▸ EXCERPTED PASSAGE:

In the Spring of 1648, rebellion broke out in South Wales and other parts of the country. (A period later known as the Second Civil War). Disturbed by these events, Parliament sent Lieutenant General Oliver Cromwell and his army from London to put down a Welsh uprising. Travelling by way of Gloucester, Cromwell had already reached Monmouth when news reached him that the rebel forces, numbered 8,000 men, had been defeated at the Battle of St Fagans, outside Cardiff, on May 8th by a smaller but well disciplined Parliamentary army of 3,000 horse and foot under Colonel Horton who had marched from Brecon in severe weather.
The rebel forces fleeing the battlefield headed West to Tenby and Pembroke Castle and were followed in hot pursuit by the Parliamentary Army. Cromwell arrived at Chepstow on May 10th and at Cardiff on May 16th. Travelling through the Vale of Glamorgan he reached the fishing Port of Aberafan . While there, Cromwell decided to take away the Town Charter but was unable to find it as it had been hidden in the hollow of a chopping block. Heading West, Cromwell reached Swansea on May 19th, and it is recorded in the Minute Book of the Common Hall: ”At which time came into this town the truly honourable Oliver Cromwell Esquire, Leitenant General of all the forces of the Kingdom of England under the command of the Parliament, Lord of this town, the Seignory  of Gower, and Manor of Kilvey, with the members thereof, who gave unto the poor of this town to be sent out at interest for the benefit and advantage of ye said poor the sum of ten pounds and the sum is referred to the Portreeve of the town for the time being.”

▸ THE TASKS:
1 - Answer these from the passage on Cromwell's 1648 march:
(a) How many men were in the rebel forces defeated at St Fagans?
(b) Where had the Aberafan Town Charter been hidden?
(c) On what date did Cromwell reach Swansea?
2 - Reproduce the passage on Cromwell's 1648 march word for word, everything from "In the Spring" down to "in severe weather.".
You won't need the rows that come next.

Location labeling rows
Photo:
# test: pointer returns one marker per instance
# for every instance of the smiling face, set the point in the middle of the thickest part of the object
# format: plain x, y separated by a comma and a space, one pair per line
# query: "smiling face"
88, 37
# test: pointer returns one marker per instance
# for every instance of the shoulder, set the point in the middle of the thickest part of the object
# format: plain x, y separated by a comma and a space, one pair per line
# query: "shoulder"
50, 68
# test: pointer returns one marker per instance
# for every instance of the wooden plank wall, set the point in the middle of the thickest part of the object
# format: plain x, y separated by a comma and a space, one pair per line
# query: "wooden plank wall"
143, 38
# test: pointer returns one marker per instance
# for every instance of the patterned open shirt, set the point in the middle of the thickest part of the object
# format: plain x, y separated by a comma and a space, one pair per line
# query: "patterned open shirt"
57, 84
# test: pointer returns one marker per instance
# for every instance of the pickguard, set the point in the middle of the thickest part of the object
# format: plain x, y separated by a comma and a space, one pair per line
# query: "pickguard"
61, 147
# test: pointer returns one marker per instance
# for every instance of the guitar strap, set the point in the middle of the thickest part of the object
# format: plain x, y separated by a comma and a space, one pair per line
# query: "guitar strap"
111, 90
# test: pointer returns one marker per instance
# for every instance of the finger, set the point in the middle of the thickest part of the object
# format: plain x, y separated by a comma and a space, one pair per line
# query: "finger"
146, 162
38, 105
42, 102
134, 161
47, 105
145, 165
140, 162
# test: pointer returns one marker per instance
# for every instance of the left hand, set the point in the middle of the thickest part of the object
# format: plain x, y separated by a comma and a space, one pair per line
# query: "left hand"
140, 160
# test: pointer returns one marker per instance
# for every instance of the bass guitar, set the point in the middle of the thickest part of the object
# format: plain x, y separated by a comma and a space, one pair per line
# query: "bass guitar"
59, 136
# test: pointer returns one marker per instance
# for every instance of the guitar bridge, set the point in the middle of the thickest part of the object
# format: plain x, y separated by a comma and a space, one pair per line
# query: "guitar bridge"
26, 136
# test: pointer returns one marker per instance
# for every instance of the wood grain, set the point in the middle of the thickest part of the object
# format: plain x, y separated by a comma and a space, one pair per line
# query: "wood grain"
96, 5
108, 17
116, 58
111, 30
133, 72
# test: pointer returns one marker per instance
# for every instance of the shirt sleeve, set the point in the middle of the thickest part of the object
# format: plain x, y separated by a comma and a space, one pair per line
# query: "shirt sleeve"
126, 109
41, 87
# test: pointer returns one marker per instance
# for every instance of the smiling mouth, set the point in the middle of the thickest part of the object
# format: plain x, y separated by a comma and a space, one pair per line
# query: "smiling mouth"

▸ EXPECTED ANSWERS:
1 -
(a) 8,000 men
(b) In the hollow of a chopping block
(c) May 19th

2 -
In the Spring of 1648, rebellion broke out in South Wales and other parts of the country. (A period later known as the Second Civil War). Disturbed by these events, Parliament sent Lieutenant General Oliver Cromwell and his army from London to put down a Welsh uprising. Travelling by way of Gloucester, Cromwell had already reached Monmouth when news reached him that the rebel forces, numbered 8,000 men, had been defeated at the Battle of St Fagans, outside Cardiff, on May 8th by a smaller but well disciplined Parliamentary army of 3,000 horse and foot under Colonel Horton who had marched from Brecon in severe weather.